++++ GIVEN DATA

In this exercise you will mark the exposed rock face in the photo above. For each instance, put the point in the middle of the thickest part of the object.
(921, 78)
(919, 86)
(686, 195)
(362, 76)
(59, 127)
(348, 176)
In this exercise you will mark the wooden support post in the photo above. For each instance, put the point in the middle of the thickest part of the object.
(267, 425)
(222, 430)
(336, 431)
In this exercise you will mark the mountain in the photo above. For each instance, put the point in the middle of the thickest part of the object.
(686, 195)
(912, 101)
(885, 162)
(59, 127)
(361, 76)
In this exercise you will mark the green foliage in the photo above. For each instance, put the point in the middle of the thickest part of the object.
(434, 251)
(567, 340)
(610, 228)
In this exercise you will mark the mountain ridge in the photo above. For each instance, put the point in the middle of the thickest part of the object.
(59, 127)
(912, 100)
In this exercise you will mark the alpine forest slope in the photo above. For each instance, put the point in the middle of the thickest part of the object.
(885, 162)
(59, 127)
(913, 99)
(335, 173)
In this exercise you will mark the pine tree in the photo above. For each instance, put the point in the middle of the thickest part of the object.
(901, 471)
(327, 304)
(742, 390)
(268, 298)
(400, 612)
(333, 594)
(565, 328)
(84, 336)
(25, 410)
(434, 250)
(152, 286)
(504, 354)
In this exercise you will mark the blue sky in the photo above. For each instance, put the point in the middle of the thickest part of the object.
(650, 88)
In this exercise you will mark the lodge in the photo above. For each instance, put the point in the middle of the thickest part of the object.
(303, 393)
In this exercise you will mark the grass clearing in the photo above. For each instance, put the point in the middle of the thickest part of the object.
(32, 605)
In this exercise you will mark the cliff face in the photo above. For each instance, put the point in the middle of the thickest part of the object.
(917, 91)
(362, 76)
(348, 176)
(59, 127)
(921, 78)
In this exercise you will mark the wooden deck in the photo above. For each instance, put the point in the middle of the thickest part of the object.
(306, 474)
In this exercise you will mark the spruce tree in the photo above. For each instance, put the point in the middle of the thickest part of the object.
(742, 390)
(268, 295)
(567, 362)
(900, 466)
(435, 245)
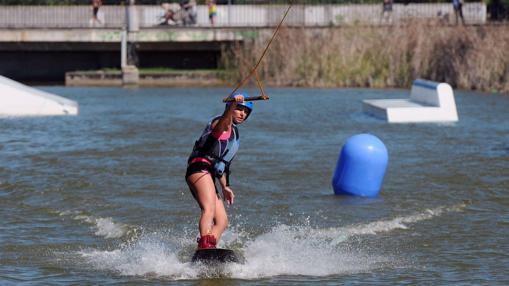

++++++++

DIRECTIONS – Express the stretch of the listing from the line containing "In this exercise you will mark the alpine" through the end of the listing as a numbered list. Omit blank lines and leave the pictures out.

OUTPUT FOR THIS EXERCISE –
1. In this exercise you will mark the alpine forest slope in the photo above. For each instance, put the point in the middle of the thickest part of the object.
2. (885, 162)
3. (59, 127)
4. (913, 99)
5. (335, 173)
6. In this exercise you will mark the pine tree in the photo above. For each instance, put the point in the middle of the thickest part of the object.
7. (901, 471)
8. (327, 304)
9. (742, 390)
10. (268, 298)
11. (400, 612)
12. (333, 594)
13. (565, 328)
14. (84, 336)
15. (25, 410)
16. (434, 250)
17. (152, 286)
18. (504, 354)
19. In this exercise you will mark the blue sky in the photo above. For each instance, put the point in the middle of the thickest part of the object.
20. (650, 88)
21. In this exercise you will mark the lodge in the photo above. For each instance, put the point in the middle of the thickest part of the object.
22. (303, 393)
23. In this exercise you will mark the grass clearing in the photo above. For each instance, put the point in the middle of the thickest part of the object.
24. (32, 605)
25. In this exercise you will mark the cliff face in the photo above. For each instance, put the point in the middle of the thickest part of the object.
26. (917, 91)
27. (362, 76)
28. (348, 176)
29. (59, 127)
30. (921, 78)
31. In this exercise you will mark the wooden deck in the photo above. For each instance, put the point in the middle of the thickest part of the object.
32. (306, 474)
33. In this exercise you will mark the spruce tree in the photo above. For each instance, put the point in the middle of the thickest part of the object.
34. (742, 390)
35. (268, 295)
36. (567, 362)
37. (900, 466)
38. (435, 245)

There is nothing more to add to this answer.